### Document passage
Posted by music On January - 14 - 2007

Jarvis Cocker
Jarvis

Rough Trade, 2006

By Andrew Nicholas McCann Smith

He’s reinvented himself. Again. Not as Jarvis Cocker, just as Jarvis: always a ladies’ man, a dream fuck, and a pure fashionista — the haute couture of metrosexuality, before it was butchered by blokes with feelings and yuppies in pink button-ups. Since his Pulp days, Jarvis has taken a half-decade to focus on other pursuits: directing music videos for Aphex Twin and Erlend Øye, releasing an album as Darren Spooner, throwing together a failed band, and getting hitched. Seeing Jarvis get married shocked me as much as if the Pope had announced “God is dead.” Common People was a tribute to how he could get any woman he wanted, how he refused to settle, how women were his toys. His warnings of infidelity won him more chicks! Jarvis was a man that every man wished he could be, in his designer suits and faggy style. Jarvis was my hero, but he’s changed a little now.

This new Jarvis is a bit older and a bit wiser. He’s not so sex-driven, and a tad more serious, on first glance. Like any debut diva rock album, Jarvis has just enough synth to make it contemporary, but not enough to steer away from rock. The range of styles shows he’s attempting to diversify — to really make himself out as a singer. Tragically, this collection of songs seems more of an attempt to actually say something, but at least he says it with cynicism. Jarvis touches on religion (“It’s the true believers who crash and burn”), sex (“Sex is for dummies anyway, for when you’ve run out of things to say”), even economy (“The free market is perfectly natural / Do you think that I’m some kind of dummy?”). And he throws in “dummy” whenever he can.

Were this a record by someone a little more serious, and a little less sexy, I would have sloughed it off as another attempt to convey meaning in vagueness, like Radiohead. Thankfully, after all the politics, Jarvis simply declares: “Shit floats.” It seems so fatalistic to hear a whole album about the horror stories of the everyday and then get shot down with: “Use your right to protest on the streets / Use your right, but don’t imagine it’s heard.”

### Directives
A - Print, word for word, the part of the album review that opens with the words containing "This new Jarvis" and closes with "whenever he can.".
B - Carry on the review of the album Jarvis from the point where it stops.

### Source material
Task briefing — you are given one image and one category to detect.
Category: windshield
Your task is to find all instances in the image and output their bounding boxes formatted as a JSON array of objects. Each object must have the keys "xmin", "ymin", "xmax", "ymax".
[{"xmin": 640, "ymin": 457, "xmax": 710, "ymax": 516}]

### Responses in order
A -
This new Jarvis is a bit older and a bit wiser. He’s not so sex-driven, and a tad more serious, on first glance. Like any debut diva rock album, Jarvis has just enough synth to make it contemporary, but not enough to steer away from rock. The range of styles shows he’s attempting to diversify — to really make himself out as a singer. Tragically, this collection of songs seems more of an attempt to actually say something, but at least he says it with cynicism. Jarvis touches on religion (“It’s the true believers who crash and burn”), sex (“Sex is for dummies anyway, for when you’ve run out of things to say”), even economy (“The free market is perfectly natural / Do you think that I’m some kind of dummy?”). And he throws in “dummy” whenever he can.

B -
The construction of the album is as eccentric as Jarvis’s lyrics. The prereleased single, “Cunts are Still Running the World” (titled as “Running the World” on the album, but I won’t be tricked), is tagged onto the CD 30 minutes after “Quantum Theory”, as a bonus track. In the LP version of Jarvis it doesn’t even fall on the vinyl — it’s included as a separate 7”. But, because he’s just so deliciously English, it’s easy to accept the album for its style: sensual stories told with compelling wording. The ballad “I Will Kill Again” is one of the many songs written with that kind of emotion. When his voice cracks ever-so-slightly while singing it, you can tell he’s straining for breath – that maybe he actually worked for this album.

The literary side of Jarvis has surfaced before — like the time he walked onto the English show TGF, pushed a cardboard cutout of himself out the window, sat down, and referenced Oscar Wilde. When asked why he pushed himself out the window he claimed: “To let something new grow in its place.” So after his mid-life crisis reinvention process, Jarvis has come out the other end older and married, and apparently wiser for it.